[< __INTRO MODULE 5__](./0.Introduction.ipynb)

## Index:
- [Introduction](#introduction)
- [What SQLlite is made of](#what-sqllite-is-made-of)
- [Creating a database](#creating-a-database)
    - [In-memory database](#in-memory-database)
- [Talking with the DBMS with SQL](#talking-with-the-dbms-with-sql)
    - [Creating a TODO table](#creating-a-todo-table)
    - [Generating the tasks table](#creating-the-tasks-table)
    - [Adding rows into task table](#adding-rows-into-task-table)
- [Executing SQL commands](#executing-sql-commands)
    - [Avoiding SQL injection](#avoiding-sql-injection)
    - [Executing multiple queries](#executing-multiple-queries)

---

## Introduction

The database management system (DBMS) is the software responsible for:

- Creating a database structure;
- Inserting, updating, deleting, and searching data;
- Ensuring data security;
- Transaction management;
- Ensuring concurrent access to data for many users;
- Enabling data exchange with other database systems.

There are many free and paid database management systems on the market.
::::::::::
— Given instruction 1 —
Rescale the records starting at the first line and ending at the line that contains "top-left (230, 56), bottom-right (241, 67)", including both of those lines. Write them out again with the requests unchanged, but multiply every coordinate in the answers by 1.85 and round to whole numbers, with halves rounded up. Leave out the pictures.

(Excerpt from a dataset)
::::::::::
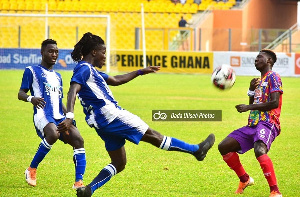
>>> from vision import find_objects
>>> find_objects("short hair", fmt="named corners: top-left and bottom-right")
top-left (41, 39), bottom-right (57, 50)
top-left (71, 32), bottom-right (104, 62)
top-left (260, 49), bottom-right (277, 66)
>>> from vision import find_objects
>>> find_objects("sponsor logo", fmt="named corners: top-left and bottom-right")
top-left (230, 56), bottom-right (241, 67)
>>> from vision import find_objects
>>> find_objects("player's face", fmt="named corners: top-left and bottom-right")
top-left (255, 52), bottom-right (268, 71)
top-left (42, 44), bottom-right (58, 66)
top-left (94, 45), bottom-right (106, 68)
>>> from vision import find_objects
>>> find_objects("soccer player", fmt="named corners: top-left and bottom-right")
top-left (18, 39), bottom-right (86, 189)
top-left (56, 32), bottom-right (215, 197)
top-left (218, 49), bottom-right (283, 197)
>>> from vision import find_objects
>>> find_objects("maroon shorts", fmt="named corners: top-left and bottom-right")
top-left (228, 121), bottom-right (279, 154)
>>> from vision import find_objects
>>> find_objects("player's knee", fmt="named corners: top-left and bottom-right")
top-left (254, 143), bottom-right (268, 158)
top-left (112, 160), bottom-right (127, 173)
top-left (73, 135), bottom-right (84, 148)
top-left (218, 142), bottom-right (226, 155)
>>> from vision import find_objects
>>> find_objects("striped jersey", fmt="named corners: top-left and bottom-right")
top-left (248, 71), bottom-right (283, 131)
top-left (21, 65), bottom-right (64, 120)
top-left (71, 61), bottom-right (121, 128)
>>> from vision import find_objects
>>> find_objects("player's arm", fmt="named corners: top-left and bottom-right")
top-left (57, 82), bottom-right (81, 133)
top-left (235, 92), bottom-right (281, 112)
top-left (106, 66), bottom-right (160, 86)
top-left (248, 78), bottom-right (260, 105)
top-left (18, 89), bottom-right (46, 109)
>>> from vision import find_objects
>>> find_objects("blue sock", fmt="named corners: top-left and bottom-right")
top-left (159, 136), bottom-right (199, 154)
top-left (89, 164), bottom-right (117, 194)
top-left (30, 138), bottom-right (52, 168)
top-left (73, 148), bottom-right (86, 181)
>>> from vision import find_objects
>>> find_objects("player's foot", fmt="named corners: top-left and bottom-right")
top-left (72, 180), bottom-right (84, 189)
top-left (270, 191), bottom-right (282, 197)
top-left (76, 185), bottom-right (92, 197)
top-left (235, 177), bottom-right (254, 194)
top-left (25, 167), bottom-right (36, 186)
top-left (194, 134), bottom-right (215, 161)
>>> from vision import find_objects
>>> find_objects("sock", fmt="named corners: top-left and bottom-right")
top-left (159, 136), bottom-right (199, 154)
top-left (30, 138), bottom-right (52, 168)
top-left (256, 154), bottom-right (279, 192)
top-left (89, 164), bottom-right (117, 194)
top-left (222, 152), bottom-right (249, 183)
top-left (73, 148), bottom-right (86, 182)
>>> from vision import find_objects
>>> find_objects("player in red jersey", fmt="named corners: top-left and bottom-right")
top-left (219, 49), bottom-right (283, 197)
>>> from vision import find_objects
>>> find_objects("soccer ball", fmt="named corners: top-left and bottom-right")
top-left (211, 64), bottom-right (235, 90)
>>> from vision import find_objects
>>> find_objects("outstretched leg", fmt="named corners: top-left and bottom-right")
top-left (61, 125), bottom-right (86, 189)
top-left (25, 123), bottom-right (58, 186)
top-left (141, 128), bottom-right (215, 161)
top-left (77, 146), bottom-right (126, 197)
top-left (218, 137), bottom-right (254, 194)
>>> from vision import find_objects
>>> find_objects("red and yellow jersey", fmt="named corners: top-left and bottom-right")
top-left (248, 71), bottom-right (283, 131)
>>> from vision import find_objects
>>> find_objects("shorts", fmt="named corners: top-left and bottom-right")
top-left (33, 116), bottom-right (76, 142)
top-left (228, 121), bottom-right (279, 154)
top-left (95, 110), bottom-right (149, 151)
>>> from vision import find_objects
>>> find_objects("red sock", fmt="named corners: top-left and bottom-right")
top-left (222, 152), bottom-right (249, 182)
top-left (256, 154), bottom-right (279, 192)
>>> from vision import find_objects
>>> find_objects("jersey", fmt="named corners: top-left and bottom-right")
top-left (71, 61), bottom-right (122, 129)
top-left (21, 65), bottom-right (65, 121)
top-left (248, 71), bottom-right (283, 131)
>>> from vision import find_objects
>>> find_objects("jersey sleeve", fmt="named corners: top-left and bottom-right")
top-left (98, 71), bottom-right (108, 81)
top-left (71, 66), bottom-right (91, 85)
top-left (20, 67), bottom-right (33, 90)
top-left (270, 73), bottom-right (283, 94)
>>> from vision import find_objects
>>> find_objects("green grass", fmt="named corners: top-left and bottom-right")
top-left (0, 70), bottom-right (300, 197)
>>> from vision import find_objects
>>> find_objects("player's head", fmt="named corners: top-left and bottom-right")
top-left (71, 32), bottom-right (106, 68)
top-left (260, 49), bottom-right (277, 67)
top-left (41, 39), bottom-right (58, 66)
top-left (255, 49), bottom-right (277, 71)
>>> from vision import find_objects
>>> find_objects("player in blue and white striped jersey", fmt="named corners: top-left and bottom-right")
top-left (18, 39), bottom-right (86, 189)
top-left (56, 33), bottom-right (215, 197)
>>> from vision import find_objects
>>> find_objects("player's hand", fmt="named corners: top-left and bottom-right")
::::::::::
— Given instruction 2 —
Continue the text on database management systems from where it stops.

— Response 1 —
>>> from vision import find_objects
>>> find_objects("short hair", fmt="named corners: top-left and bottom-right")
top-left (76, 72), bottom-right (105, 93)
top-left (131, 59), bottom-right (192, 115)
top-left (481, 91), bottom-right (512, 122)
>>> from vision import find_objects
>>> find_objects("sponsor logo", fmt="named corners: top-left and bottom-right")
top-left (426, 104), bottom-right (446, 124)

— Response 2 —
The most popular of them include:

| __FREE__ |	__PAID__|
|---|---|
| `MySQL`, `PostgreSQL`, `SQLite` | `Oracle Database`, `Microsoft SQL Server`, `IBM DB2` |

![DBMS ICONS](./media/dbms_icons.png)

---

## What SQLlite is made of

SQLlite is one of the most popular databases in the world, in fact, it is a C library that allows users to read and write data directly to a file, since the database is still a single file.

We can find SQLlite in multiple systems, for example, in the mobile phone itself to persist the data of an application.

Therefore, we can say that this database does not need to work on a remote server to perform its functions, i.e., the client (who launches queries) and server (who stores the data) can be on the same computer, in addition, this has an installable so it does not require any additional configuration to work.

But well, for our case we don't care about the installable part since Python has a module already integrated in it called `sqllite3` which provides an interface with DB-API 2.0 described in [PEP 249](https://peps.python.org/pep-0249/).

That is, with the following command line we could already use SQLlite in python:

- `import sqlite3`

> __NOTE__: This module is available in python from version 2.5 onwards.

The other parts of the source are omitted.